The lines to retype are the one with "I was wondering if you could find the glass" and all that follow it to the end of the entries below; copy them exactly and nothing else.
(Beginning of Given information)
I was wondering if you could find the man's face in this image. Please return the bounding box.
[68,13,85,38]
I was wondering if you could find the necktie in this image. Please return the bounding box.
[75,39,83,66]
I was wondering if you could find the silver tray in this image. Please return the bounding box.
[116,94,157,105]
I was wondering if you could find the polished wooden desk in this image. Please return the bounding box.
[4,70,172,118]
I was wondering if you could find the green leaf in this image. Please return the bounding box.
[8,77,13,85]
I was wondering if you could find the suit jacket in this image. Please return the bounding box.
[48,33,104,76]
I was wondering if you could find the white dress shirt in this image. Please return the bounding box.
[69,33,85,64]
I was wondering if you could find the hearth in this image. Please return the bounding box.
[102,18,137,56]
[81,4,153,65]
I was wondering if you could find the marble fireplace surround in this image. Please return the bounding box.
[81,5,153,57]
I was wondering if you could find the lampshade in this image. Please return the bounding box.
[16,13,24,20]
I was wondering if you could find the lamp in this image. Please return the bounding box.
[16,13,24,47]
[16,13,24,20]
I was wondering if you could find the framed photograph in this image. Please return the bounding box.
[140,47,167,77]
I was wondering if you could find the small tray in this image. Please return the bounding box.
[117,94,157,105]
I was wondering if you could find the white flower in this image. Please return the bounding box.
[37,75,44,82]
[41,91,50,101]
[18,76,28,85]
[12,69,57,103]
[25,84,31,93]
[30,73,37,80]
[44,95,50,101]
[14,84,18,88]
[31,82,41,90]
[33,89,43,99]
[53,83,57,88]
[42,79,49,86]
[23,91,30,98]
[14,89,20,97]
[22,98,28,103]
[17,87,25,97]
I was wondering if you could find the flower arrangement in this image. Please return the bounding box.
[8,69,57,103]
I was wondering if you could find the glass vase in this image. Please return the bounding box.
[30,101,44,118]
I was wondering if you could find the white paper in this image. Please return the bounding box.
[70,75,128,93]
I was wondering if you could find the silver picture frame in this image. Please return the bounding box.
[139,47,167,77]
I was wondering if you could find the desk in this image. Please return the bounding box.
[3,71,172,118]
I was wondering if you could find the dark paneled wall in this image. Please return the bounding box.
(End of Given information)
• Expected answer:
I was wondering if you could find the glass vase in this image. Please return the bounding box.
[30,101,44,118]
I was wondering if you could find the white paper in this image. Please return the bounding box.
[70,75,128,93]
I was wondering if you could find the silver picture frame in this image. Please return the bounding box.
[139,47,167,77]
I was wondering if you could find the desk in this image. Please return the bounding box.
[3,71,172,118]
I was wondering if you could find the dark paneled wall in this image. Please return the bounding box.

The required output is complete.